Le Défenseur des droits réitère ses recommandations visant notamment à élargir l’immunité pénale à tous les actes apportés dans un but humanitaire, ainsi qu’à sanctionner uniquement les actes accomplis sciemment et dans un but lucratif s’agissant de l’aide au séjour et à la circulation.

Dans le même sens, une réflexion se fondant sur les possibilités ouvertes par le droit européen devrait être menée pour que l’aide à l’entrée irrégulière en France ne soit pas punie si elle est réalisée dans un but non lucratif et qu’elle tend à préserver les droits fondamentaux.

Des stratégies de dissuasion et d’invisibilisation sur le territoire national —

La lutte contre les « points de fixation », explicitement définie comme une priorité des pouvoirs publics, vise à dissuader les exilés de toute installation sur le territoire. Pour ce faire, le renforcement de la présence policière lors des évacuations des campements, dès qu’ils se forment, se fait parfois dans un cadre juridique flou et souvent de manière peu respectueuse des effets personnels des exilés. Dans plusieurs décisions, le Défenseur des droits a relevé que l’usage du gaz lacrymogène pouvait se faire à des fins répulsives et de manière parfois inadaptée ou non nécessaire.

Il a en outre constaté que des contrôles d’identité étaient détournés de leur objet et utilisés aux fins de dissuader l’accès des exilés aux lieux d’aide ou d’évacuer les lieux de vie, et a recommandé que ces contrôles soient encadrés par le biais d’une nouvelle circulaire.

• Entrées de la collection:

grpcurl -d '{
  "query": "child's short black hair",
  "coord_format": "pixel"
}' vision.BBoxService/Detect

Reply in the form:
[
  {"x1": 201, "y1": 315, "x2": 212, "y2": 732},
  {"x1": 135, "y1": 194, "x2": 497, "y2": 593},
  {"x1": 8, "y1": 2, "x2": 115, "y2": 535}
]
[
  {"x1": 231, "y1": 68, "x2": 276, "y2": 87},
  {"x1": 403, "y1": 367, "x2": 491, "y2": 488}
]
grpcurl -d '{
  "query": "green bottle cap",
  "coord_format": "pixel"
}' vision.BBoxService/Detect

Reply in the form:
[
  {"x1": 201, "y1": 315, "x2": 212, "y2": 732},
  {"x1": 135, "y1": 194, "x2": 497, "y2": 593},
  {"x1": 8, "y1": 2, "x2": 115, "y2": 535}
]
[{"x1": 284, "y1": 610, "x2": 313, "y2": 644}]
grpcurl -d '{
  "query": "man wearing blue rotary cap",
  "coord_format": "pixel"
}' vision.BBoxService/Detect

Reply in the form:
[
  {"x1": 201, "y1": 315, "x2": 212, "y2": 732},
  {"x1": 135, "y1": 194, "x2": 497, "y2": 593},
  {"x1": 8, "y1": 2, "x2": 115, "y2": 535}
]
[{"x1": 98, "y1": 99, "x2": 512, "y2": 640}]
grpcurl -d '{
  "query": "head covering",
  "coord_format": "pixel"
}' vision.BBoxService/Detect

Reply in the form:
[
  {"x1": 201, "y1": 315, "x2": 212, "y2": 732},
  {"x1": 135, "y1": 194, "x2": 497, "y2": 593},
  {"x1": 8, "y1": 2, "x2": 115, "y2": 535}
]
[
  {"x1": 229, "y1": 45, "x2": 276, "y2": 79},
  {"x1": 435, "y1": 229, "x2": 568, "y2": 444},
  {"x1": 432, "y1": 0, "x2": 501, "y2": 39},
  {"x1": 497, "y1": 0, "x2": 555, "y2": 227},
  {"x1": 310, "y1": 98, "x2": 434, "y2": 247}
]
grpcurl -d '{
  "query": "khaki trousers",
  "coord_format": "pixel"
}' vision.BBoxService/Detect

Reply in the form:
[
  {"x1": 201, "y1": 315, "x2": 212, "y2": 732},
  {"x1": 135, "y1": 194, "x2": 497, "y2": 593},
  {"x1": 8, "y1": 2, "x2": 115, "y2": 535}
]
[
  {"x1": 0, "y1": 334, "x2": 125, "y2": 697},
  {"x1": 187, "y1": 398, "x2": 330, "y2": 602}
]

• CONSIGNE:
Dans l'extrait sur le sort des exilés, relevez chacune des recommandations que le Défenseur des droits formule avec les mots « réitère ses recommandations » ou « a recommandé ».

• RÉPONSE FINALE:
- Élargir l'immunité pénale à tous les actes apportés dans un but humanitaire.
- Sanctionner uniquement les actes accomplis sciemment et dans un but lucratif s'agissant de l'aide au séjour et à la circulation.
- Encadrer les contrôles d'identité par le biais d'une nouvelle circulaire.